══ The records ══
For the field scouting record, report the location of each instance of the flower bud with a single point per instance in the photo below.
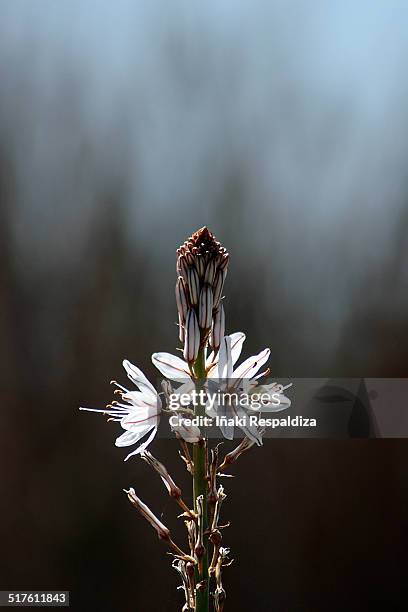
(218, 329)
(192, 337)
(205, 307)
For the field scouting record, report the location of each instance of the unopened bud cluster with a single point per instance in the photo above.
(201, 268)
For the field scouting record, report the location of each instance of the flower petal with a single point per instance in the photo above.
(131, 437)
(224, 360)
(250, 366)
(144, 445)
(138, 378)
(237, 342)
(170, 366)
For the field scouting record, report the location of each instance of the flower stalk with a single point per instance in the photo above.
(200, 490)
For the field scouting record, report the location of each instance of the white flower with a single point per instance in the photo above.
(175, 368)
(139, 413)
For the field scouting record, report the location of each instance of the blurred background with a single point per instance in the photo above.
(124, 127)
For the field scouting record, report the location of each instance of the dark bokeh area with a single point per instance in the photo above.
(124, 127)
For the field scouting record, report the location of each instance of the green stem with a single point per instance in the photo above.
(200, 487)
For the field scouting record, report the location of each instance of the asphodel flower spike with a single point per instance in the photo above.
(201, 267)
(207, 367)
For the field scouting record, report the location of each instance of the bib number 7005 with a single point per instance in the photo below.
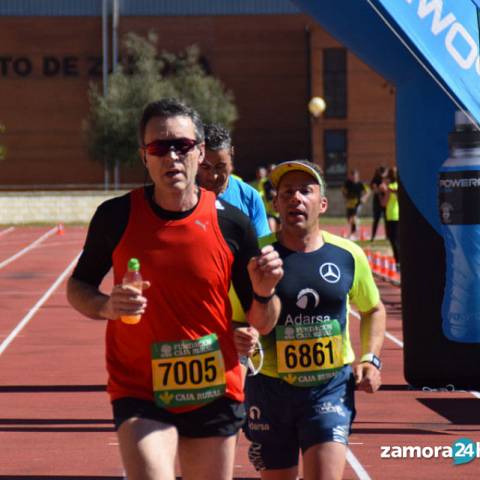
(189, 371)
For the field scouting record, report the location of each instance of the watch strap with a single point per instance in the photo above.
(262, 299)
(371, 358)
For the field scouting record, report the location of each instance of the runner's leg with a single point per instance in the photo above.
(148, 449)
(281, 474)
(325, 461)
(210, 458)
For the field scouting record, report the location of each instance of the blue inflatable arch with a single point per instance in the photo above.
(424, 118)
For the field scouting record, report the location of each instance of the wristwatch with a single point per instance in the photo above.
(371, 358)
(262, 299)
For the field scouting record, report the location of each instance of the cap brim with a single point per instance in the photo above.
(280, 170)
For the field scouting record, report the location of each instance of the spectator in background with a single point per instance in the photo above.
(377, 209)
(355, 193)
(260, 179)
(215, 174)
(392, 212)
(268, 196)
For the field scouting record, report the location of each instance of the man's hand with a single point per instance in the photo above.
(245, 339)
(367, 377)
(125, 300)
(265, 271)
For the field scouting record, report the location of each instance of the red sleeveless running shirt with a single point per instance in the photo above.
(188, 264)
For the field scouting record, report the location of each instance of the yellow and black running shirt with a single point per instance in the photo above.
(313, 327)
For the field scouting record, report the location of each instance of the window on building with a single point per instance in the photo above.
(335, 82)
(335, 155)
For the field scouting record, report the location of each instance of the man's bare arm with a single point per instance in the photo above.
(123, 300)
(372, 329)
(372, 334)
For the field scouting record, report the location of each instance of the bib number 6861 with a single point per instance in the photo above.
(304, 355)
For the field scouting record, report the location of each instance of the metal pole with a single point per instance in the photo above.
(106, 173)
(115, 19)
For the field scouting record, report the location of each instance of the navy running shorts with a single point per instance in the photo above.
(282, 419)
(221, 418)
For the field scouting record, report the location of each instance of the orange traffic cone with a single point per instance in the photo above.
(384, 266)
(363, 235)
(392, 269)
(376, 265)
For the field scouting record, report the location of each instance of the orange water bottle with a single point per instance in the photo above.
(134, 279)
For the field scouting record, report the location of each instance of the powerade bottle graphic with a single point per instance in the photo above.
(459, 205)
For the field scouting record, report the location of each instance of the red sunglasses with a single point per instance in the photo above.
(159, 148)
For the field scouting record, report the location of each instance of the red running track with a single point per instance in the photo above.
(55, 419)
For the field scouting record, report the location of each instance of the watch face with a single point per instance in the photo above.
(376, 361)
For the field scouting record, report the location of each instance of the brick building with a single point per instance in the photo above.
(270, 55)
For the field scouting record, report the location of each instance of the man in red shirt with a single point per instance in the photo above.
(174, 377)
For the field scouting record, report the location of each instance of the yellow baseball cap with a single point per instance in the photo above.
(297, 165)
═══
══ The records ══
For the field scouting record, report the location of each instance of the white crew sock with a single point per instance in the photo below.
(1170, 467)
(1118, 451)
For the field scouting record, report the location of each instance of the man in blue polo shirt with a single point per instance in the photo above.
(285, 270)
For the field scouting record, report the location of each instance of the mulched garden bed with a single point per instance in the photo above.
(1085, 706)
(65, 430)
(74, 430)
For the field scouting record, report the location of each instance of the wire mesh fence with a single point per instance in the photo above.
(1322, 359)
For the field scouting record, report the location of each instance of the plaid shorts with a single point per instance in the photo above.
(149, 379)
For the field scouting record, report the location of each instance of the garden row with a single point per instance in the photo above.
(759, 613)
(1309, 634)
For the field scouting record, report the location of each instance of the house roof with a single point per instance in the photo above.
═══
══ The records ══
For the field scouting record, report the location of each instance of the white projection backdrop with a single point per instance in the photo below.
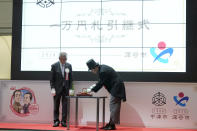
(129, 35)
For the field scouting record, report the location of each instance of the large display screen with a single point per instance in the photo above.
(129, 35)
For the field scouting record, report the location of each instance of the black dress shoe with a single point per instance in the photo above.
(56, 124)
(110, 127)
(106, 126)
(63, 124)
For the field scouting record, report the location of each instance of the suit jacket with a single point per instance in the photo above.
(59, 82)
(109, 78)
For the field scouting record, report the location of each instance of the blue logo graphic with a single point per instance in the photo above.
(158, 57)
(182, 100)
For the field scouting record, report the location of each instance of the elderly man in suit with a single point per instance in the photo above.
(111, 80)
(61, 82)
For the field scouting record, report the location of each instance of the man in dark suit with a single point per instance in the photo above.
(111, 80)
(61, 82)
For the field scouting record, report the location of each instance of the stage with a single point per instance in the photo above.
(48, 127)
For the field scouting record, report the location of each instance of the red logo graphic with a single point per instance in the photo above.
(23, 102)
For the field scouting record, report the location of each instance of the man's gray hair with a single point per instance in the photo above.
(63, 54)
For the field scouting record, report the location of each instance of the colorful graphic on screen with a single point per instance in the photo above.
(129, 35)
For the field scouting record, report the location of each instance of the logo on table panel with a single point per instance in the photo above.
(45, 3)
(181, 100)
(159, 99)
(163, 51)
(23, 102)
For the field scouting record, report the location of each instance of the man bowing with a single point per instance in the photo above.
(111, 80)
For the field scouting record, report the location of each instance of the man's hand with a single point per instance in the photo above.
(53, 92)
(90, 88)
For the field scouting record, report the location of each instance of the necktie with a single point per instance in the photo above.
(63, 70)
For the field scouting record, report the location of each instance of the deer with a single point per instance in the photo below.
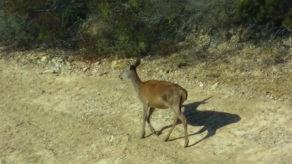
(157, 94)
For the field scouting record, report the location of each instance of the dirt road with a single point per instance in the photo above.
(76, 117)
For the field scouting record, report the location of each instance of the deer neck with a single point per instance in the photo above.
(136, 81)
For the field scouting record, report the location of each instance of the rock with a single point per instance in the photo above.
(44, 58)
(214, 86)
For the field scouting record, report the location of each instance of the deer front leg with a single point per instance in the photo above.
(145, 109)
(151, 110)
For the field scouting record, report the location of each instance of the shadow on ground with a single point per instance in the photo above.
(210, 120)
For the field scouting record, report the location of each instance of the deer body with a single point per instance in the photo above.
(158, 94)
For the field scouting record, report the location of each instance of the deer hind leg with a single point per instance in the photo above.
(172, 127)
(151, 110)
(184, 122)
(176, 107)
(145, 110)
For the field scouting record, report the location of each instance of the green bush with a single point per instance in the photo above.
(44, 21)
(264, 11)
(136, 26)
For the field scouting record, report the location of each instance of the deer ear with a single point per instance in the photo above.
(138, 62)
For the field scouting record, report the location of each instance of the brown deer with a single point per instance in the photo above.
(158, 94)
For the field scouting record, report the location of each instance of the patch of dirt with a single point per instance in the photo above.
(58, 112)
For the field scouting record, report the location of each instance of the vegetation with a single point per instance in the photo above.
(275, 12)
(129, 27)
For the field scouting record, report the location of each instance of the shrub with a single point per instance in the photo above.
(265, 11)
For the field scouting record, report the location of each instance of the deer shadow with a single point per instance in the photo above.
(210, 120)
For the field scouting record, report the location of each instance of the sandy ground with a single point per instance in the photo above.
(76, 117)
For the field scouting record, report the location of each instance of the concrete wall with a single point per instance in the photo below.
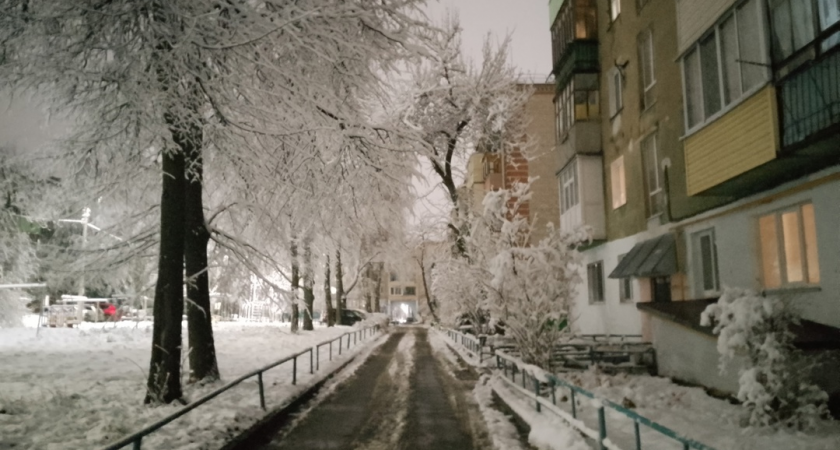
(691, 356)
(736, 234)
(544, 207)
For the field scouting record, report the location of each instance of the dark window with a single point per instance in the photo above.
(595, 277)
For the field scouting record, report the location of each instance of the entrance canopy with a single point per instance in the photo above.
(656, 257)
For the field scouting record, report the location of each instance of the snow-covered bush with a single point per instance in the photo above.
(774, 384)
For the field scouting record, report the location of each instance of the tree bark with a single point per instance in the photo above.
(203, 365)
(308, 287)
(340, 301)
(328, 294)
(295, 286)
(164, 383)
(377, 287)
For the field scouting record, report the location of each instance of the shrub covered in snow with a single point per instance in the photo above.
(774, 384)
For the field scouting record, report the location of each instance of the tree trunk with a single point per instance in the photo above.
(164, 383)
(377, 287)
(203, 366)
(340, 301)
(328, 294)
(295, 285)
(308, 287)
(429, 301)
═══
[Requirements] Recast the lines of the records, starting with the line that contains "the white crew" and going on through the line that contains "(1118, 451)", as a JSON list of strings with one string per line. Leave out any blank lines.

[Written response]
[
  "For the field scouting record, report the location of each instance of the white crew sock with a single point per instance in the photo below.",
  "(1170, 467)",
  "(1118, 451)"
]